[Begin SELECTION]

Furthermore, we note that the City itself raised this issue by asserting that Staubes' claim was actually a negligence action.4 Given this fact, the City cannot maintain that there was a lack of notice or a lack of opportunity to refute the negligence claim. Pool v. Pool, supra. Put simply, the City's own actions at the summary judgment hearing preclude any argument on appeal that it has been prejudiced by treating the pleadings as amended. See Ex parte McMillan, 319 S.C. 331, 461 S.E.2d 43 (1995) (by conceding at trial that the complaint was, in part, under the Tort Claims Act, the party could not argue on appeal that the case was not under the Tort Claims Act); see also State v. Needs, 333 S.C. 134,152 n.11, 508 S.E.2d 857, 866 n.11(1998) (a party may not complain about an error induced by the party's own conduct); State v. Stroman, 281 S.C. 508, 511; 316 S.E.2d 395, 397 (1984) (same).

As to the City's argument that Staubes should have requested a specific ruling on his motion to amend, we find that a Rule 59(e), SCRCP, motion was not warranted under the circumstances of this case. First, as discussed above, the summary judgment order reflected that the trial court effectively treated the pleadings as amended. Second, Staubes knew from the order that the trial court had decided to grant summary judgment for the City on any negligence claim he might raise. Thus, requesting permission to add a negligence claim to his complaint would have been futile. This Court does not require parties to engage in futile actions in order to preserve issues for appellate review. See, e.g., State v. Bryant, 316 S.C. 216, 220, 447 S.E.2d 852, 855 (1994) (where the Court found that it would have been futile to move to strike testimony which the trial court had already ruled was proper); State v. Ross, 272 S.C. 56, 60-61, 249 S.E.2d 159, 162 (1978) (once the court rules on an objection, counsel need not repeat the objection after each question).

[End SELECTION]

WRITTEN TASK A — Duplicate the part of the listing that opens with the line containing "Spot the blurred sky" and runs through the end of the listing.
The court opinion above and the listing below are unrelated material.

[Begin PROVIDED INFORMATION]

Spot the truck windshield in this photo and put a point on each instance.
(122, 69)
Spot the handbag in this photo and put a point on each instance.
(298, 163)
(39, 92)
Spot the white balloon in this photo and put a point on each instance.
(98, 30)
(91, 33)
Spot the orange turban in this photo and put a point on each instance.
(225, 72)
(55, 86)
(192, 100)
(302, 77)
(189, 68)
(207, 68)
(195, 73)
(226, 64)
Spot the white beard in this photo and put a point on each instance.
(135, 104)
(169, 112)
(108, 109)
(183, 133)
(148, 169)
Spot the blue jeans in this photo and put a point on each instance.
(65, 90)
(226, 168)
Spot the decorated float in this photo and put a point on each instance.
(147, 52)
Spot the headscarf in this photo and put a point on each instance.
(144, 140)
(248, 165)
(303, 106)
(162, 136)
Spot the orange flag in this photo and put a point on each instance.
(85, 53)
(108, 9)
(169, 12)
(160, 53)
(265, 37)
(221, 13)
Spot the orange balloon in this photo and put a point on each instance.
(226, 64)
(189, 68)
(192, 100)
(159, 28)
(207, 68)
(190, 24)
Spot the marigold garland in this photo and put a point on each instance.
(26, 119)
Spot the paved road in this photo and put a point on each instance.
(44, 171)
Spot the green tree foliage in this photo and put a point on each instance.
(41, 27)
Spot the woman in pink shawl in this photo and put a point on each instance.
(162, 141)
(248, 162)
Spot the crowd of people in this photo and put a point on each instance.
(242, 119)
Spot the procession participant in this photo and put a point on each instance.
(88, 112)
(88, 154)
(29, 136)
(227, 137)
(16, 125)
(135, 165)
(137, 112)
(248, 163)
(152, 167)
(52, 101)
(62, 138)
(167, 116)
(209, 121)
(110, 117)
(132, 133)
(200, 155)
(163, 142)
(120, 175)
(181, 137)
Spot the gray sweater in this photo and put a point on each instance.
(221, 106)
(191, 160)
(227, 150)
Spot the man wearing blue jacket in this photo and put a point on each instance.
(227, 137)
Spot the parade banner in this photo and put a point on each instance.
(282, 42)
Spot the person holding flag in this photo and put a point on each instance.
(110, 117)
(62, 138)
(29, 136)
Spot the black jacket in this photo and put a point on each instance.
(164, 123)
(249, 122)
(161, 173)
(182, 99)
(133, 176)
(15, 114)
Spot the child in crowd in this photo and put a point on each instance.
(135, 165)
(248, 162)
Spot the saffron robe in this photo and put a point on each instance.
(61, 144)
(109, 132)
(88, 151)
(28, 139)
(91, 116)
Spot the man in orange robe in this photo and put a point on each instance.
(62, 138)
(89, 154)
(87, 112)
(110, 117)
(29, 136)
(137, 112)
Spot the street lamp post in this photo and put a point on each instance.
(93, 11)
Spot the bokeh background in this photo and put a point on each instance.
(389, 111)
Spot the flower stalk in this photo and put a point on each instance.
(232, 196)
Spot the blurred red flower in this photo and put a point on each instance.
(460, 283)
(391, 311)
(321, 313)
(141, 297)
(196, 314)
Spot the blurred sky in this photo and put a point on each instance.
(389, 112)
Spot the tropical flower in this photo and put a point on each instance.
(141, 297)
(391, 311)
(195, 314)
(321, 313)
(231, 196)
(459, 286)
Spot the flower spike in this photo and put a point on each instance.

[End PROVIDED INFORMATION]

WRITTEN TASK B —
Answer these questions about the court opinion:
(i) What did the City assert Staubes' claim actually was?
(ii) Under which rule does the opinion say a motion was not warranted in this case?
(iii) According to the parenthetical for State v. Ross, what need counsel not do once the court rules on an objection?

TASK RESULT A —
Spot the blurred sky in this photo and put a point on each instance.
(389, 112)
Spot the tropical flower in this photo and put a point on each instance.
(141, 297)
(391, 311)
(195, 314)
(321, 313)
(231, 196)
(459, 286)
Spot the flower spike in this photo and put a point on each instance.

TASK RESULT B —
(i) A negligence action.
(ii) Rule 59(e), SCRCP.
(iii) Repeat the objection after each question.